**Excerpt provided:**
══════
A woman walks in floodwater in Miami on May 26, 2020. (Chandan Khanna / AFP via Getty Images)

Florida’s time of climate change denial is over. You can buy mugs in Miami Beach souvenir shops that show a map of the world. Pour in a hot liquid, and Florida disappears. “Climate change is real” appears on the sides of Miami’s buses, and the issue is well covered in the local press; The Miami Herald appointed a special climate change reporter in 2017. Florida’s Republican governor, former climate skeptic Ron DeSantis, last year recruited scientists and “resilience consultants” to prepare the state for climate impacts.

The sea level here has risen by 2.8 inches since 1992, but the rate of increase has accelerated in the past 15 years and it could rise another 2.8 feet by 2060. And, for once, millionaires in their beachfront homes in Miami Beach or nearby Fisher Island, Star Island, and Indian Creek are not exempt from loss. Even President Donald Trump’s property is likely to feel the effects: By 2050, Mar-a-Lago, his private Palm Beach club north of Miami, is predicted to be under a foot of water for 210 days a year.

Miami is not viewing climate change just as a future threat; its effects are already part of daily life. Florida, former swampland that is just above sea level, is the US state at greatest risk from increasingly regular floods. The sea is rising faster here than anywhere else, and “king tides,” huge surges in autumn, are especially destructive. Drain outlets are below high-tide level during the surges, so salt water enters the drainage system and bubbles up from storm drains, submerging roads and underground parking lots for days. In 2016 a photograph of an octopus washed up in a Miami Beach car park gained widespread attention. This recent surge phenomenon is called “sunny day flooding,” because it happens even when there is no rain. In some parts of the Florida Keys, the archipelago south of Miami, the 2019 floods lasted an unprecedented 90 days.

“HOW LONG CAN WE STAY HERE?”

There’s another, geological, problem: Miami, unlike other coastal cities such as New York and New Orleans, stands on a bed of silt that acts like a sponge, so the encroaching sea also gets into freshwater aquifers and septic tanks. The ever-higher seawalls erected by the city can do nothing to stop this, and in Hallandale Beach, seawater has already contaminated five freshwater wells. So Floridians may run out of drinking water even before they confront flooding. Encroaching salt water also threatens salt-intolerant vegetation, particularly the palm trees, which provide precious shade. Rising sea temperatures are already making this tropical region’s regular hurricanes longer and more destructive, as demonstrated by Hurricane Irma in 2017.

Economist David Letson, who studies hurricane evacuation, said, “The short-term fear is the combination of a hurricane and a tidal surge, as happened with Hurricane Sandy in 2012.” He and his wife live in the island town of Key Biscayne, south of Miami Beach. “We’ve been in our house 25 years, even though we’re not well-off enough to live by the sea. We’ve started wondering how long we can stay here. My neighbor’s thinking about having his house raised, but that’s really expensive, at least $100,000. But there’s the dilemma that by investing to protect your home, you increase the value of the thing that’s exposed to the more powerful weather shocks that will inevitably come. Sooner or later, we’ll have to consider moving out.”
══════
**Data excerpts:**
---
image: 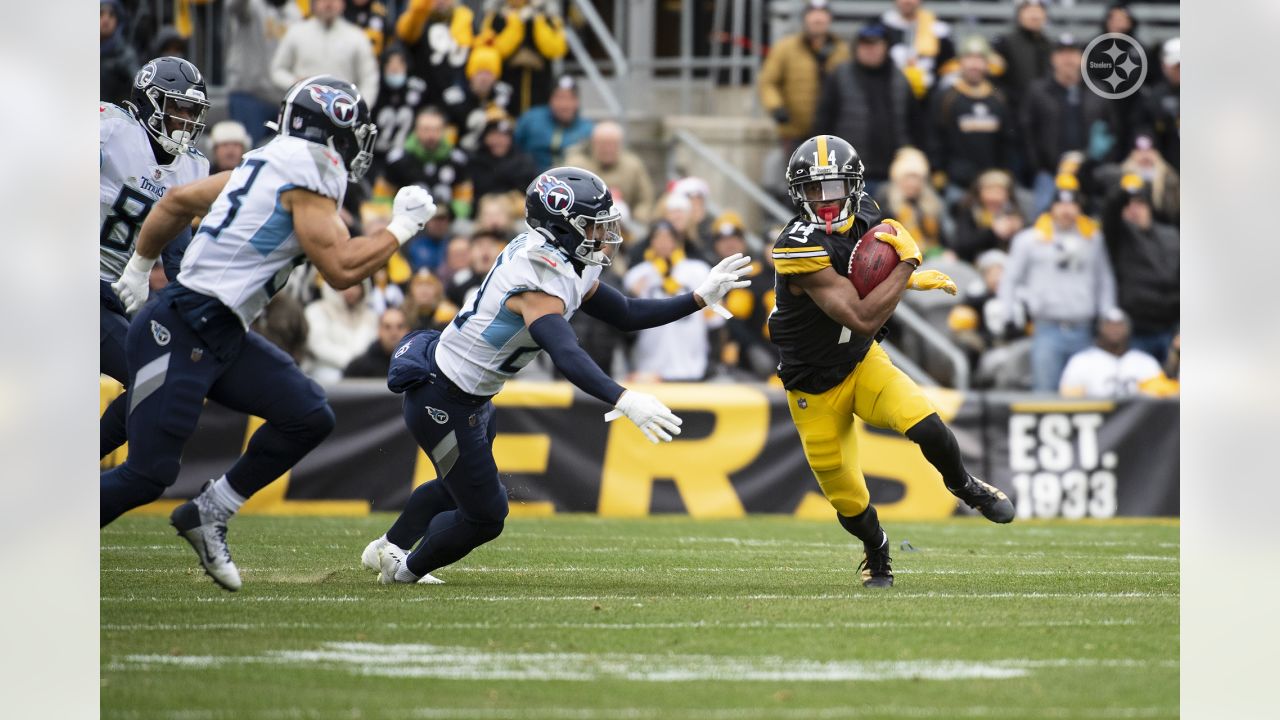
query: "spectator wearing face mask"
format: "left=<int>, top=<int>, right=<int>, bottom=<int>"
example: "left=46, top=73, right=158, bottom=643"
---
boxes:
left=369, top=42, right=426, bottom=178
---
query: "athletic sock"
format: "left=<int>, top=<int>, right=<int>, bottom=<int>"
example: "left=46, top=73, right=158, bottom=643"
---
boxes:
left=196, top=475, right=246, bottom=521
left=836, top=505, right=888, bottom=551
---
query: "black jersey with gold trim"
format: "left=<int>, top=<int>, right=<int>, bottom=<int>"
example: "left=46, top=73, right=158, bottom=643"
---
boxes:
left=769, top=193, right=882, bottom=393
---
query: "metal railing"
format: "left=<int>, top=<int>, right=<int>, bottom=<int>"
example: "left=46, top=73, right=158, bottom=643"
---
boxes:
left=667, top=128, right=970, bottom=389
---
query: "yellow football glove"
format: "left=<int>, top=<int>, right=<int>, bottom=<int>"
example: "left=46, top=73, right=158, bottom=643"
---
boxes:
left=876, top=219, right=923, bottom=268
left=906, top=270, right=956, bottom=295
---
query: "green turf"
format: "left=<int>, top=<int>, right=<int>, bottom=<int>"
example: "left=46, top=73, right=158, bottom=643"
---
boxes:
left=101, top=515, right=1179, bottom=720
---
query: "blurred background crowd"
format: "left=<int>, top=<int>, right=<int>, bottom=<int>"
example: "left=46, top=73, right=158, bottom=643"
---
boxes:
left=100, top=0, right=1180, bottom=397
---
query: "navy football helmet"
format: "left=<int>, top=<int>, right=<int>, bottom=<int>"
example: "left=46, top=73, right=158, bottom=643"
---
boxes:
left=787, top=135, right=865, bottom=232
left=274, top=76, right=378, bottom=182
left=128, top=56, right=209, bottom=155
left=525, top=168, right=622, bottom=265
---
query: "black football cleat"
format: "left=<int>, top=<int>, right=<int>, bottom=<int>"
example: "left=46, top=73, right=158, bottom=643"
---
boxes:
left=858, top=534, right=893, bottom=588
left=951, top=475, right=1014, bottom=523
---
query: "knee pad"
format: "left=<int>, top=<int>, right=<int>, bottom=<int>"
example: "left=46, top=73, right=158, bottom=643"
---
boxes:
left=800, top=433, right=845, bottom=473
left=276, top=402, right=338, bottom=445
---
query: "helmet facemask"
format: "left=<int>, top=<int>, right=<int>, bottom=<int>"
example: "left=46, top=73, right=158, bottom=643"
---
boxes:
left=329, top=123, right=378, bottom=182
left=570, top=208, right=622, bottom=268
left=790, top=173, right=863, bottom=233
left=143, top=87, right=209, bottom=156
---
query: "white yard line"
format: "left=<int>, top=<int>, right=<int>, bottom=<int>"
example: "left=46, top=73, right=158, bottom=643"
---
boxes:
left=101, top=618, right=1171, bottom=633
left=114, top=642, right=1179, bottom=683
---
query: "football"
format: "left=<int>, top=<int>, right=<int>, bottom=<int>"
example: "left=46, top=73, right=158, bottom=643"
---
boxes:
left=845, top=223, right=899, bottom=297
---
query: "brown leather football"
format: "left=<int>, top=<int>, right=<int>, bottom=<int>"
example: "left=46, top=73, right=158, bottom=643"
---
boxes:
left=845, top=223, right=899, bottom=297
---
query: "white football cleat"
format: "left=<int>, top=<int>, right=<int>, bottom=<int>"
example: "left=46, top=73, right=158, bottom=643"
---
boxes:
left=378, top=543, right=404, bottom=585
left=169, top=500, right=241, bottom=592
left=360, top=536, right=390, bottom=573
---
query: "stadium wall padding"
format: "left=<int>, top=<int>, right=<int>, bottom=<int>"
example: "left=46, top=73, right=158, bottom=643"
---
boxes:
left=100, top=378, right=1179, bottom=520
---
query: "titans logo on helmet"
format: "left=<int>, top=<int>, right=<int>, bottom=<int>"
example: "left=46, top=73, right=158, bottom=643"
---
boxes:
left=536, top=174, right=573, bottom=215
left=307, top=85, right=356, bottom=128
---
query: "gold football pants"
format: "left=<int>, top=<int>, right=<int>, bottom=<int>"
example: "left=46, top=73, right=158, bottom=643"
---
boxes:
left=787, top=342, right=937, bottom=516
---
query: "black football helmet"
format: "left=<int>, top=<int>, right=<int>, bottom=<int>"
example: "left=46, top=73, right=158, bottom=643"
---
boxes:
left=525, top=168, right=622, bottom=265
left=268, top=76, right=378, bottom=182
left=128, top=56, right=209, bottom=155
left=787, top=135, right=865, bottom=233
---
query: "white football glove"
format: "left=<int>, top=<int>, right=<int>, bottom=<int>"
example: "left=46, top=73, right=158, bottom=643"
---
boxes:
left=111, top=252, right=156, bottom=315
left=694, top=252, right=751, bottom=320
left=604, top=389, right=685, bottom=445
left=387, top=184, right=435, bottom=245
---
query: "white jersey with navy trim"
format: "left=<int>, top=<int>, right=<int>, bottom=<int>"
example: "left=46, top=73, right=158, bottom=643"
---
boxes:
left=179, top=136, right=347, bottom=327
left=435, top=233, right=600, bottom=395
left=97, top=102, right=209, bottom=282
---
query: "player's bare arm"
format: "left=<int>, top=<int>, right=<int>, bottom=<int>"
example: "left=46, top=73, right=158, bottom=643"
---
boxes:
left=787, top=261, right=914, bottom=337
left=582, top=252, right=751, bottom=332
left=290, top=186, right=435, bottom=290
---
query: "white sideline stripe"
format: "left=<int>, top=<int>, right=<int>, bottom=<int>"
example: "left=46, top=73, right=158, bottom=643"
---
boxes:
left=102, top=705, right=1178, bottom=720
left=102, top=705, right=1178, bottom=720
left=120, top=642, right=1179, bottom=683
left=101, top=565, right=1179, bottom=573
left=100, top=618, right=1152, bottom=633
left=102, top=591, right=1179, bottom=603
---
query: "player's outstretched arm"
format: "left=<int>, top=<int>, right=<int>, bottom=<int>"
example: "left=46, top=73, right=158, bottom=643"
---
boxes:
left=517, top=292, right=682, bottom=443
left=791, top=261, right=914, bottom=337
left=582, top=252, right=751, bottom=332
left=111, top=170, right=232, bottom=315
left=290, top=186, right=435, bottom=290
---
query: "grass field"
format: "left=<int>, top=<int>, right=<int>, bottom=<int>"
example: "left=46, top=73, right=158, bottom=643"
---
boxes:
left=101, top=515, right=1179, bottom=720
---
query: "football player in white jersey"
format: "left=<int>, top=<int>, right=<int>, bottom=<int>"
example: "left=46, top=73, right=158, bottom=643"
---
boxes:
left=361, top=168, right=751, bottom=584
left=97, top=58, right=209, bottom=457
left=101, top=76, right=435, bottom=591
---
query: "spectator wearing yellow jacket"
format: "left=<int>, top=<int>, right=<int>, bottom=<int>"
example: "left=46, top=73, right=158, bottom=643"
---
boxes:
left=396, top=0, right=475, bottom=105
left=479, top=0, right=568, bottom=117
left=759, top=1, right=850, bottom=155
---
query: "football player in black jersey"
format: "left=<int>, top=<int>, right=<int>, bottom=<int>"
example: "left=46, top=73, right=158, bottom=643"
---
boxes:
left=769, top=135, right=1014, bottom=588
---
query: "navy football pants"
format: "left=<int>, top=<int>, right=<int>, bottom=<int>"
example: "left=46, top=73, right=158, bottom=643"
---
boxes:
left=100, top=297, right=334, bottom=527
left=387, top=378, right=507, bottom=577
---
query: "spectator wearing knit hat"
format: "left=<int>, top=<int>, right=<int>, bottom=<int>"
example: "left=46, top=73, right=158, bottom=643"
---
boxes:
left=995, top=0, right=1053, bottom=111
left=758, top=1, right=849, bottom=156
left=998, top=176, right=1116, bottom=392
left=516, top=76, right=595, bottom=172
left=1020, top=35, right=1115, bottom=213
left=929, top=36, right=1016, bottom=199
left=479, top=0, right=568, bottom=115
left=444, top=42, right=511, bottom=152
left=805, top=22, right=915, bottom=195
left=209, top=120, right=253, bottom=174
left=1102, top=174, right=1180, bottom=361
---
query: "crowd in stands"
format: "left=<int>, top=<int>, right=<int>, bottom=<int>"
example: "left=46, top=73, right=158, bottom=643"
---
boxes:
══════
**Activity list:**
[1] Check each statement against the Miami climate article: (a) the sea level there has risen by 2.8 inches since 1992; (b) The Miami Herald appointed a special climate change reporter in 2019; (c) seawater has contaminated five freshwater wells in Hallandale Beach. For each one, answer yes or no and quote the deciding words.
[2] According to the Miami climate article, for how many days a year is Mar-a-Lago predicted to be under a foot of water by 2050?
[3] Reproduce a passage of the Miami climate article word for word. Begin at the words "The sea level" and stop after "days a year.".
Rely only on the Miami climate article.

**Task solutions:**
[1]
(a) Yes: "The sea level here has risen by 2.8 inches since 1992"
(b) No: "The Miami Herald appointed a special climate change reporter in 2017"
(c) Yes: "in Hallandale Beach, seawater has already contaminated five freshwater wells"

[2] 210 days a year.

[3]
The sea level here has risen by 2.8 inches since 1992, but the rate of increase has accelerated in the past 15 years and it could rise another 2.8 feet by 2060. And, for once, millionaires in their beachfront homes in Miami Beach or nearby Fisher Island, Star Island, and Indian Creek are not exempt from loss. Even President Donald Trump’s property is likely to feel the effects: By 2050, Mar-a-Lago, his private Palm Beach club north of Miami, is predicted to be under a foot of water for 210 days a year.